— Selected excerpt —
════════════════
You don’t find anyone actively saying it’s bad, but you also would not find 
anyone recommending it with a good reason. With Python’s versioning scheme, 
having <4 makes as much sense as (random example) <3.10.

I believe the trend was started by Poetry having all version range 
specifications to use ^ by default when you do “poetry add.” It’s a reasonable 
default across the board, but unless you’re using a similar automated tool, 
adding an upper cap to the supported Python version is cargo cult. Extra 
characters without any reasoning behind them.

--
Sent from my iPhone

> On 7 Jul 2025, at 13:39, Jarek Potiuk <ja...@potiuk.com> wrote:
> 
> 
>> 
>> Note that while, as mentioned, ~= is a standard and well-supported
> operator, it is generally NOT RECOMMENDED to be used for Python version
> specification. It is also not recommended to use the equivalent expression
> composed with >= and <.
> 
> Interesting - could you point where it is specified that it is not
> recommended ?  (Not that I am complaining, I understand that Python does
> not follow SemVer, but I look hard and have not found any place where
> anyone would say it's not recommended - that was the first time I hear it,
> but If I know that Python Packaging actually made that recommendation, I
> would be more than happy to just switch and not make any fuss about it.
> 
>> On Mon, Jul 7, 2025 at 1:12 PM Tzu-ping Chung <t...@astronomer.io.invalid>
>> wrote:
>> 
>> Note that while, as mentioned, ~= is a standard and well-supported
>> operator, it is generally NOT RECOMMENDED to be used for Python version
>> specification. It is also not recommended to use the equivalent expression
>> composed with >= and <.
>> 
>> Python does not use semantic versioning, and backward incompatible changes
>> are made in x.y releases (e.g. 3.10 can contain incompatibilities to 3.9).
>> Setting <4 (or any single-segment version) is therefore arbitrary and
>> divorced of any practicality.
>> 
>> I would highly suggest Airflow to simply change ~= to a simple >= without
>> an upper limit.
>> 
>> TP
>> 
>> --
>> Sent from my iPhone
>> 
>>>> On 7 Jul 2025, at 12:22, Amogh Desai <amoghdesai....@gmail.com> wrote:
>>> 
>>> Thanks Jarek.
>>> 
>>> I do not have a strong objection to either form. Both the ways are
>>> functionally the same and valid per PEP 440.
════════════════
— Tasks —
1/ In the email thread, what change to Airflow does Tzu-ping Chung suggest?
2/ Please rewrite the data-collection entries below as a JSON list of strings with one string per line and no blank lines. Omit the picture.
The entries have no connection to the email thread above.

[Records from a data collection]
════════════════
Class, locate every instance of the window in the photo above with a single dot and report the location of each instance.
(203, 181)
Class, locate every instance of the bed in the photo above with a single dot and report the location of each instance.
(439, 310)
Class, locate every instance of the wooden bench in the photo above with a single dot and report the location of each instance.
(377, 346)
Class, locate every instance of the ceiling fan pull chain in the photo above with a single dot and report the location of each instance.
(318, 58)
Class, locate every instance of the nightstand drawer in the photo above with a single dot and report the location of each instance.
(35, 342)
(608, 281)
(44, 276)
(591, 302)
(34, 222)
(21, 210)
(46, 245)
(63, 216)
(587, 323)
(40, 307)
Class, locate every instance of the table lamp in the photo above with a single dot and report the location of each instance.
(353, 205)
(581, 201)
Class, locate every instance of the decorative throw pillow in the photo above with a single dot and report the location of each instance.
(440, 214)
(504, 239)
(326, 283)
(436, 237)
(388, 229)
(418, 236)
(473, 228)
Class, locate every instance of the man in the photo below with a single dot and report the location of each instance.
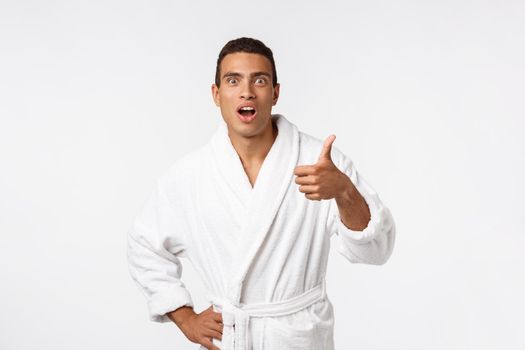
════════════════
— Task results —
1/ Change ~= to a simple >= without an upper limit.

2/
[
  "Class, locate every instance of the window in the photo above with a single dot and report the location of each instance.",
  "(203, 181)",
  "Class, locate every instance of the bed in the photo above with a single dot and report the location of each instance.",
  "(439, 310)",
  "Class, locate every instance of the wooden bench in the photo above with a single dot and report the location of each instance.",
  "(377, 346)",
  "Class, locate every instance of the ceiling fan pull chain in the photo above with a single dot and report the location of each instance.",
  "(318, 58)",
  "Class, locate every instance of the nightstand drawer in the photo above with a single dot and report the location of each instance.",
  "(35, 342)",
  "(608, 281)",
  "(44, 276)",
  "(591, 302)",
  "(34, 222)",
  "(21, 210)",
  "(46, 245)",
  "(63, 216)",
  "(587, 323)",
  "(40, 307)",
  "Class, locate every instance of the table lamp in the photo above with a single dot and report the location of each instance.",
  "(353, 205)",
  "(581, 201)",
  "Class, locate every instance of the decorative throw pillow in the photo above with a single dot and report the location of each instance.",
  "(440, 214)",
  "(504, 239)",
  "(326, 283)",
  "(436, 237)",
  "(388, 229)",
  "(418, 236)",
  "(473, 228)",
  "Class, locate every instance of the man in the photo below with a single dot and report the location of each instance."
]